__Exercise directions__. Tally the lines in the listing below that contain the string "headlight", counting only matches with the same capitalization. Reply with the number alone.

+---+

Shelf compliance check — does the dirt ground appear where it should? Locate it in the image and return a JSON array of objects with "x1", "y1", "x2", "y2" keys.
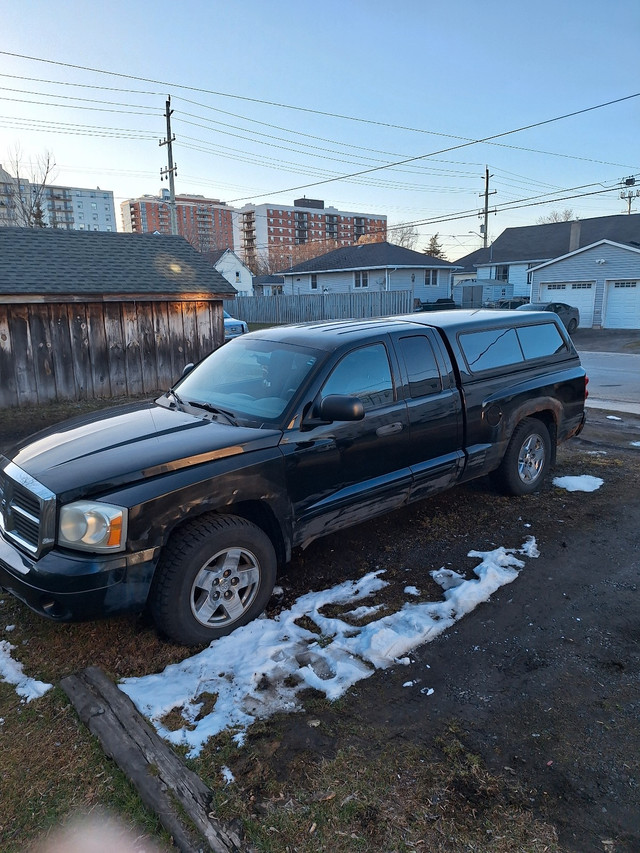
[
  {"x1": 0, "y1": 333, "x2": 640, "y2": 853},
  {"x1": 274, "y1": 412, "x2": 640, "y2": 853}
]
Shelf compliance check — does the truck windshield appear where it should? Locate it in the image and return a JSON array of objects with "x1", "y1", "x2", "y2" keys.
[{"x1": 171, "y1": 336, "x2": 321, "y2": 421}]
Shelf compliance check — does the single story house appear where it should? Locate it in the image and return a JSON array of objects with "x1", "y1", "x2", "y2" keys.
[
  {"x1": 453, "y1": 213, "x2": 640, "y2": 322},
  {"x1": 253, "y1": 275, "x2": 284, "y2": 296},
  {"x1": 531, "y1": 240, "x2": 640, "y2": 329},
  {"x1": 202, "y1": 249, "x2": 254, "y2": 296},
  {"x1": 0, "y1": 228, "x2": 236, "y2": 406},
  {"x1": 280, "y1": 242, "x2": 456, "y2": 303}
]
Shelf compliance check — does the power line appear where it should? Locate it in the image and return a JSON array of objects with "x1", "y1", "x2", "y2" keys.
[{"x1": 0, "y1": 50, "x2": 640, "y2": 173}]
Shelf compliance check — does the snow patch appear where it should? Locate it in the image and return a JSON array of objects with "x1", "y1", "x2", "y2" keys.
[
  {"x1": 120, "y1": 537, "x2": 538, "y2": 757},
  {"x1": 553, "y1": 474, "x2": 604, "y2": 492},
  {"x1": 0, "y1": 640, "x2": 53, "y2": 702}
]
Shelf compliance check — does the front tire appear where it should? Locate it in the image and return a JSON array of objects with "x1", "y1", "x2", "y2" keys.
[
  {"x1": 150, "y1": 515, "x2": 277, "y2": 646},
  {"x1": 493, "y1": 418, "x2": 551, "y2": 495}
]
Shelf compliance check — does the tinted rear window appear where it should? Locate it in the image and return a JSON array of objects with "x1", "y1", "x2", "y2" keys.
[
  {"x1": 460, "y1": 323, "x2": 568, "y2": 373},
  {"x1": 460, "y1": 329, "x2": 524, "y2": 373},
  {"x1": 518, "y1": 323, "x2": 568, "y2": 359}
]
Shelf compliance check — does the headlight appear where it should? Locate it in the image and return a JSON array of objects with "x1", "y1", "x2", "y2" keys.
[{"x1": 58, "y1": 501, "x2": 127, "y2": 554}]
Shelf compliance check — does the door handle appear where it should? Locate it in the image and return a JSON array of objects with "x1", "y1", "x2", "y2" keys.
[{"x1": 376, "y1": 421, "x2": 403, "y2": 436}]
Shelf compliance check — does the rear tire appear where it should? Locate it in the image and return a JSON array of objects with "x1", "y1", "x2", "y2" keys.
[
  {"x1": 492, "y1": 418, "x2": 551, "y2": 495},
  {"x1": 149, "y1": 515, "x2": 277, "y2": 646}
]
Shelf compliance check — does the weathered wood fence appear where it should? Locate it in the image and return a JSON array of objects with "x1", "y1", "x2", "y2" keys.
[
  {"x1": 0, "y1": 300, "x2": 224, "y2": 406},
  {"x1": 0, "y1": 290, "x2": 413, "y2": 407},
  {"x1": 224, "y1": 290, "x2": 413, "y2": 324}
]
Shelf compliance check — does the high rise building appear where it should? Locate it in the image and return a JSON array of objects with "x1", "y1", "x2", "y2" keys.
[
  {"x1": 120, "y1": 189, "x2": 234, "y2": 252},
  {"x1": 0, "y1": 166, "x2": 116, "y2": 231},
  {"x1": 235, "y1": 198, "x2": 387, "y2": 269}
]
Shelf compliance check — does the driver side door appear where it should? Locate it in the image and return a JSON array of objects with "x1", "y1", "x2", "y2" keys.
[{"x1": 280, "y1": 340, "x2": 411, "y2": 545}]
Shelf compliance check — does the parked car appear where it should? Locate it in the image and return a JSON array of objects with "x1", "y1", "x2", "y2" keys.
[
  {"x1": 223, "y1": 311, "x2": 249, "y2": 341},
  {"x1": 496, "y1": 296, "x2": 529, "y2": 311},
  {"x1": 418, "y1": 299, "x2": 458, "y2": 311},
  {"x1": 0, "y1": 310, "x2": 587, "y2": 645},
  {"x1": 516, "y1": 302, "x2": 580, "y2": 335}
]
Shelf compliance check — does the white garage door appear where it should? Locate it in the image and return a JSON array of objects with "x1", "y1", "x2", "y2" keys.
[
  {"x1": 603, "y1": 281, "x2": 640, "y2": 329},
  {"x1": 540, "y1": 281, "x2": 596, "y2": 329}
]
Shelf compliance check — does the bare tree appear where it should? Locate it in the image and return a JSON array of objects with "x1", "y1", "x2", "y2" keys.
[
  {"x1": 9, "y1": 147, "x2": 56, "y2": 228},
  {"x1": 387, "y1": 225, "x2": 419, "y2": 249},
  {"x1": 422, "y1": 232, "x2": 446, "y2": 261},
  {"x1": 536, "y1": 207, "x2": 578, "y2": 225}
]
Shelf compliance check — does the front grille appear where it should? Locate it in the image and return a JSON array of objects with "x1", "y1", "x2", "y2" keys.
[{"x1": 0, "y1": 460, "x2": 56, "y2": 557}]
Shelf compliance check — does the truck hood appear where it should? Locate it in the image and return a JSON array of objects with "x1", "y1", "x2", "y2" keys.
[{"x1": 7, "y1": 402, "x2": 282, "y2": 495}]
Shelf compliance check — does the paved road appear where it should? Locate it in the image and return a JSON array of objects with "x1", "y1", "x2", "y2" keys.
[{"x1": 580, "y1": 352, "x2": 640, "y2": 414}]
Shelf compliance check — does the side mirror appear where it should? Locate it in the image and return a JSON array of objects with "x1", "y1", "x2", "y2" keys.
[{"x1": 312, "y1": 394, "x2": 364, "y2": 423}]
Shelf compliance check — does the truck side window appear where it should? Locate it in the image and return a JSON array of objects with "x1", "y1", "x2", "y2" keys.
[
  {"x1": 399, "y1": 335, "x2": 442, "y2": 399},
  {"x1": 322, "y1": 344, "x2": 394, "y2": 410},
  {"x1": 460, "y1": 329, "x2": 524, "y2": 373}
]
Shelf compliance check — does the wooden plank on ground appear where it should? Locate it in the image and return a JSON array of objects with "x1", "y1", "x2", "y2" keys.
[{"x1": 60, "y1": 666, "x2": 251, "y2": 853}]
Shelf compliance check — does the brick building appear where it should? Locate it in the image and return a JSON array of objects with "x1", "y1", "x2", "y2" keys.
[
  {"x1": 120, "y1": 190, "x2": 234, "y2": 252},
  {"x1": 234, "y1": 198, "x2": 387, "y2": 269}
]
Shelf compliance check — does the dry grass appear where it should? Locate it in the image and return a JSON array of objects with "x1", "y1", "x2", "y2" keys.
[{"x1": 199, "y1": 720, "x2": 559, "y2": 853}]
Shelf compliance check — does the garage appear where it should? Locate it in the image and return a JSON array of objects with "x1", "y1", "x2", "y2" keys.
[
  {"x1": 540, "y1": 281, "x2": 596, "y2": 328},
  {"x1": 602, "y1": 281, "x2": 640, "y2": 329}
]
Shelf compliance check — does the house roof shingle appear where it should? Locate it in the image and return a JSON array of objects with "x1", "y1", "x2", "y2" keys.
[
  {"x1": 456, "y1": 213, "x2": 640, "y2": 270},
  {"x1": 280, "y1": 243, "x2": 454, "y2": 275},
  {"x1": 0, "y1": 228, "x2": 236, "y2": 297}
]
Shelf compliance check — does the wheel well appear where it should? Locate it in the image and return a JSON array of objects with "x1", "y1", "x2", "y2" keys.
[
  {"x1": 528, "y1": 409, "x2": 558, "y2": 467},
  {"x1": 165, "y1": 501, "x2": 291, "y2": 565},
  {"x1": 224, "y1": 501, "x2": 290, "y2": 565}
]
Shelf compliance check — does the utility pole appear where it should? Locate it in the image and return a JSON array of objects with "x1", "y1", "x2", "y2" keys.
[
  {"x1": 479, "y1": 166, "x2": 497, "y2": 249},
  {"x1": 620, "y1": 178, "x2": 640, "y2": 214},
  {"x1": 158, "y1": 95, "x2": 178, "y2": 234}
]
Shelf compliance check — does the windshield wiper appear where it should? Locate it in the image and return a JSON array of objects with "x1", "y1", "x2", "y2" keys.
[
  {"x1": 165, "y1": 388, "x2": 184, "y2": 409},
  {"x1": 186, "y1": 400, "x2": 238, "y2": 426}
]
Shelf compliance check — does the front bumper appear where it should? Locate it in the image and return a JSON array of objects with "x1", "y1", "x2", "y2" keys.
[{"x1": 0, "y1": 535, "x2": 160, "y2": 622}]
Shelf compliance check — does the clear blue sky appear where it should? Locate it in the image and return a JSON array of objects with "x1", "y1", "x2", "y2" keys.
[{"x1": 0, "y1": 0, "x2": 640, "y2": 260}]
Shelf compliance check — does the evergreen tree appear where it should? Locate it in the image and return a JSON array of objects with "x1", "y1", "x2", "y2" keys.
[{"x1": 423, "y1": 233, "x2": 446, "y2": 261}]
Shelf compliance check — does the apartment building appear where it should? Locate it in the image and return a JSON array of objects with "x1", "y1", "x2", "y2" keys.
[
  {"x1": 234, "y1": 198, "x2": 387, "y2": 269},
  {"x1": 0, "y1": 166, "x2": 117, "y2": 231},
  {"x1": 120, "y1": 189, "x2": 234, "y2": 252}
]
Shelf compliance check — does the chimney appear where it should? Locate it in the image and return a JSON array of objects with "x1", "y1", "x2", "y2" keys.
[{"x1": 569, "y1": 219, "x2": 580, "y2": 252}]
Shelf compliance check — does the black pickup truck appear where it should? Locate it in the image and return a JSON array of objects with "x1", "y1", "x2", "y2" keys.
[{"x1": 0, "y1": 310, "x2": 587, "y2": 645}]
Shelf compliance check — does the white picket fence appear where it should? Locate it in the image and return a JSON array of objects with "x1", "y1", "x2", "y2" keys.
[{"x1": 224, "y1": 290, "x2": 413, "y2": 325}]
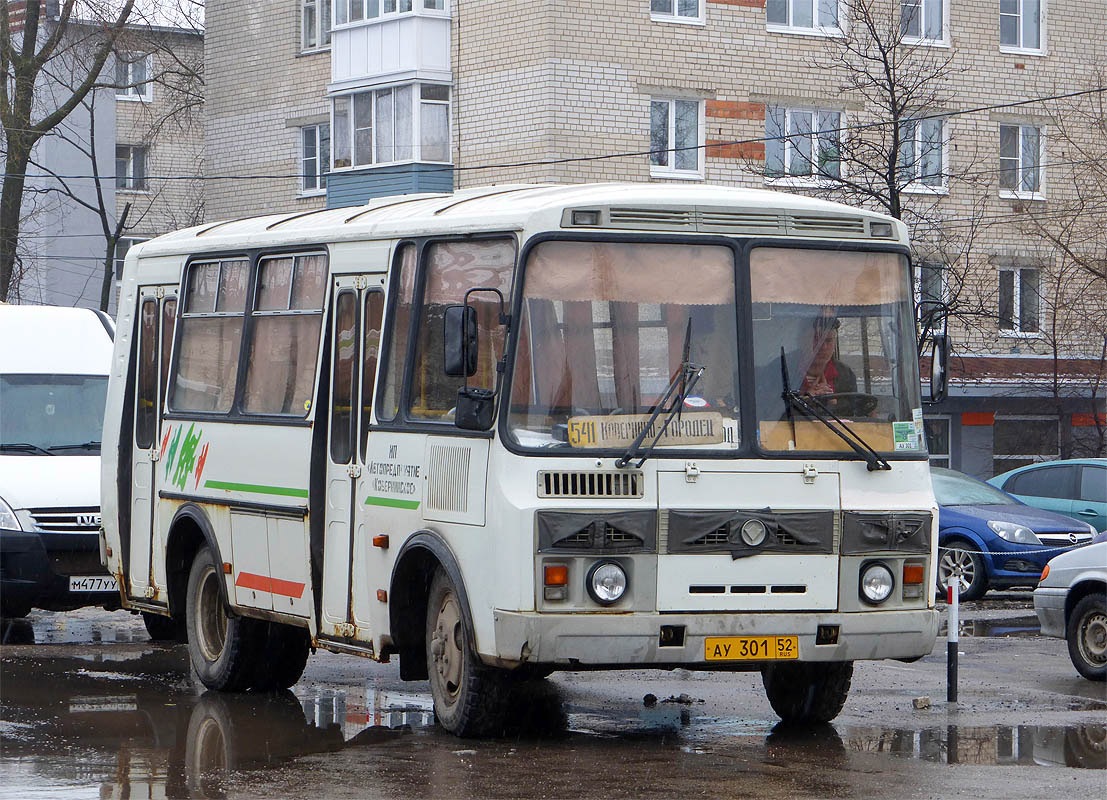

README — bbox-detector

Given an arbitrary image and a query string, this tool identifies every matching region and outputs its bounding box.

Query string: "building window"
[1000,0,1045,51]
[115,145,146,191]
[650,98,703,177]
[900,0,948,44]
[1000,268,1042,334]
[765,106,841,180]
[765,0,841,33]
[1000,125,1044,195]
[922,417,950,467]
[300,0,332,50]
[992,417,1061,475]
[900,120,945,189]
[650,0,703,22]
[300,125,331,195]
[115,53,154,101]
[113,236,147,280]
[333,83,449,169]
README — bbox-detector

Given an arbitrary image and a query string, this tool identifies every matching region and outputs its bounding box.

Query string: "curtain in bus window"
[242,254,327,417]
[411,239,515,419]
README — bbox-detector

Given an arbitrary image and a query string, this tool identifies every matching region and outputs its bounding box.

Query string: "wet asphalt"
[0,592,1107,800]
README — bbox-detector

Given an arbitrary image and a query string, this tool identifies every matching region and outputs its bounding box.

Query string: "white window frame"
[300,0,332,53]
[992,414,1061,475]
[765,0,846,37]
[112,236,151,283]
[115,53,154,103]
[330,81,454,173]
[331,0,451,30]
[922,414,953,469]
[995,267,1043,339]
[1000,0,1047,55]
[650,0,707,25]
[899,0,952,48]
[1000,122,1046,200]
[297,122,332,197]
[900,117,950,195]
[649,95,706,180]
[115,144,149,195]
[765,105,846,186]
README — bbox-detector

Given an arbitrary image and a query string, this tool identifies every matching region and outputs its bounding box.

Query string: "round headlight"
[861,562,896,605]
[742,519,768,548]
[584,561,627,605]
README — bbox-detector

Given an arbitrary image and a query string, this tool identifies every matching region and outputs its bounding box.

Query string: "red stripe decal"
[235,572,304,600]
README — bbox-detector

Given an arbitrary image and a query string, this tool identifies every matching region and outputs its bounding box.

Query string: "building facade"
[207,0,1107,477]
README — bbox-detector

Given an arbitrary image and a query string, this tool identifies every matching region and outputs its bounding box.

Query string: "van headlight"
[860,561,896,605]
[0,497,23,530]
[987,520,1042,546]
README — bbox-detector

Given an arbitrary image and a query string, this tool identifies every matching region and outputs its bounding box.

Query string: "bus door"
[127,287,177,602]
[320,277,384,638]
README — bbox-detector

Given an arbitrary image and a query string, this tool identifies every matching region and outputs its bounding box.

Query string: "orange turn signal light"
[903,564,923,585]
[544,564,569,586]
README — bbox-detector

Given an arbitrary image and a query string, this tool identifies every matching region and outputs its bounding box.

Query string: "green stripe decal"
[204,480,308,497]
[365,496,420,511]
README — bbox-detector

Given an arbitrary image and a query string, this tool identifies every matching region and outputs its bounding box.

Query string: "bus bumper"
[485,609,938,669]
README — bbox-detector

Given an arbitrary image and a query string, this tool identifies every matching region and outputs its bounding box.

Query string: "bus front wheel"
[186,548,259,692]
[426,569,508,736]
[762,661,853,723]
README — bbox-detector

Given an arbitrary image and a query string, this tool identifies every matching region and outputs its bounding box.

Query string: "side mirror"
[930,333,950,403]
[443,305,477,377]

+---+

__Output below__. 3